MALICIOUS MAINTAINER!!!
bruh omg
There is a deprecation warning for using no defined filter when extracting an archive
imagine being so desperate to scare your users you'll add a deprecation warning to the language and won't ever block actually malicious uploads to pypi
with the default changing to “data” in Python 3.14
bruh https://peps.python.org/pep-0706/#filters this just breaks any build pipelines extracting exes and clobbers perms in absurd ways that really unnerve me
All installers are recommended to use filtering when extracting Python package archives to avoid attacks like path traversal.
path traversal!!!!! scary!!!!!!!
The complexity of the ZIP and tar archive standards means that implementations can vary from each other.
i really need to figure out how to get more people asking questions about METADATA and why brett canon and donald stufft specifically are blocking an accepted PEP to translate it to JSON https://github.com/pypa/packaging/issues/570 he deleted my comments about this
i understand it's extremely subtle because there's no spec at all for the format specifying DEPENDENCIES but it's literally the only thing pypi actually needs to scan uploads for and instead this fucking guy wants to call parser confusion on MY BABY! MY CHILD WHOM I ADORE!
---------------
• Written exercise: Copy out the whole thread on archive extraction filters word for word. Work only from the thread on archive extraction filters.

• Data section:
---------------
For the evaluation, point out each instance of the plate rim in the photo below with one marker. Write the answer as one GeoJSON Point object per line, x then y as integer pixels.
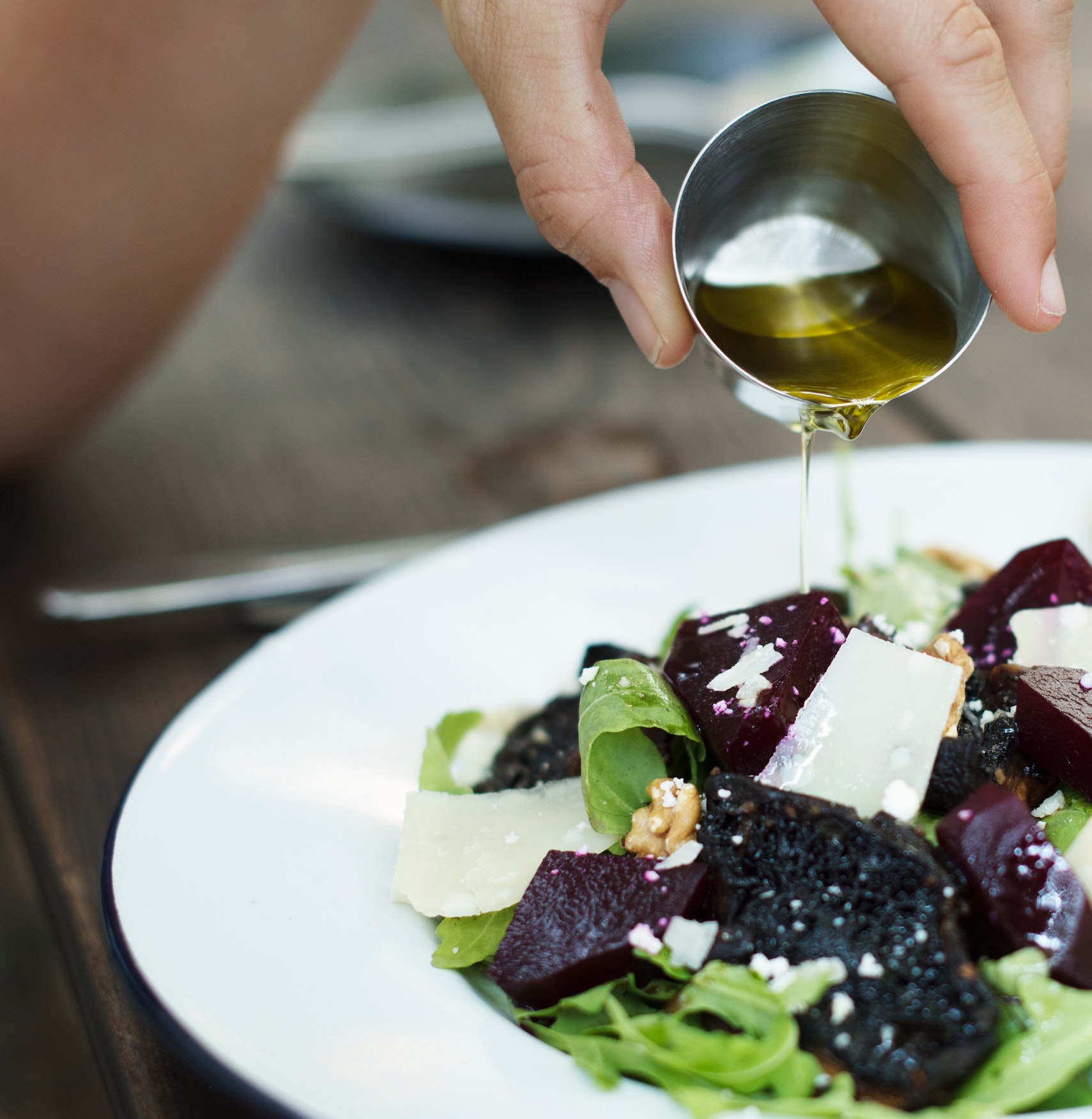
{"type": "Point", "coordinates": [177, 1038]}
{"type": "Point", "coordinates": [167, 1029]}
---------------
• Exercise solution:
MALICIOUS MAINTAINER!!!
bruh omg
There is a deprecation warning for using no defined filter when extracting an archive
imagine being so desperate to scare your users you'll add a deprecation warning to the language and won't ever block actually malicious uploads to pypi
with the default changing to “data” in Python 3.14
bruh https://peps.python.org/pep-0706/#filters this just breaks any build pipelines extracting exes and clobbers perms in absurd ways that really unnerve me
All installers are recommended to use filtering when extracting Python package archives to avoid attacks like path traversal.
path traversal!!!!! scary!!!!!!!
The complexity of the ZIP and tar archive standards means that implementations can vary from each other.
i really need to figure out how to get more people asking questions about METADATA and why brett canon and donald stufft specifically are blocking an accepted PEP to translate it to JSON https://github.com/pypa/packaging/issues/570 he deleted my comments about this
i understand it's extremely subtle because there's no spec at all for the format specifying DEPENDENCIES but it's literally the only thing pypi actually needs to scan uploads for and instead this fucking guy wants to call parser confusion on MY BABY! MY CHILD WHOM I ADORE!